#### Listing
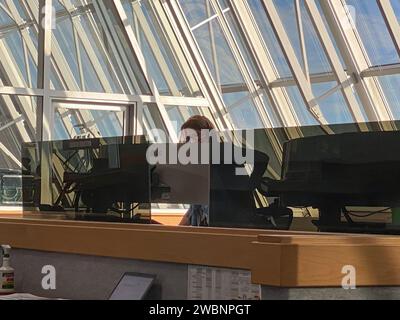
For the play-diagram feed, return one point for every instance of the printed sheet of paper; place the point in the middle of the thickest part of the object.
(207, 283)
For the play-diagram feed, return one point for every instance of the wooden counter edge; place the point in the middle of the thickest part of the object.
(274, 258)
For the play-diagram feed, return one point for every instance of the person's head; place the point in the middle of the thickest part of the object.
(193, 128)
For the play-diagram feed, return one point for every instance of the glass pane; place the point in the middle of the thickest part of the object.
(80, 120)
(251, 64)
(179, 114)
(196, 11)
(92, 53)
(17, 125)
(152, 121)
(165, 59)
(333, 107)
(374, 33)
(226, 73)
(304, 115)
(390, 85)
(18, 52)
(316, 58)
(270, 39)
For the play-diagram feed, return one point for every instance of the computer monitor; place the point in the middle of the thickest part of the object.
(133, 286)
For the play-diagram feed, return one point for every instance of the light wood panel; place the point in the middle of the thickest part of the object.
(288, 259)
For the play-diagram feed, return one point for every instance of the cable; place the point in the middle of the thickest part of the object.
(366, 215)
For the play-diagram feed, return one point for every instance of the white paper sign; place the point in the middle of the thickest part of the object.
(207, 283)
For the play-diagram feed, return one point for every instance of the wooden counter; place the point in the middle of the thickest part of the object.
(289, 259)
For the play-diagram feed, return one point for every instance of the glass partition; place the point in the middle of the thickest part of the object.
(345, 182)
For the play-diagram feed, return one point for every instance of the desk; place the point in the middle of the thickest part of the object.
(277, 259)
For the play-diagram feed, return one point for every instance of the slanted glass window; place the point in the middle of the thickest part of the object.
(179, 114)
(390, 85)
(91, 52)
(373, 32)
(272, 43)
(314, 58)
(223, 66)
(18, 44)
(78, 120)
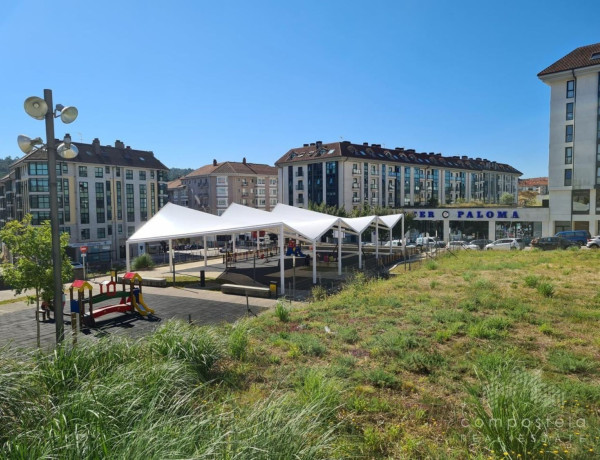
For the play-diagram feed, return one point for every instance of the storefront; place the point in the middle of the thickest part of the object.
(491, 223)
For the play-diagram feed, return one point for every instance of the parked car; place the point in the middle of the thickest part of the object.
(594, 242)
(455, 245)
(581, 237)
(505, 244)
(429, 241)
(481, 244)
(552, 242)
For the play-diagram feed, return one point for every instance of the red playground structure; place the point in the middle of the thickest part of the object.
(131, 298)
########
**Problem statement**.
Reproduce verbatim the lines of the material from the line containing "the red playground" through the end of the material, including both the first and the last of these lines.

**Response**.
For the play-diagram feed, return one point for every instance of the red playground structure; place the point in the middle of the thickest part of the object.
(131, 298)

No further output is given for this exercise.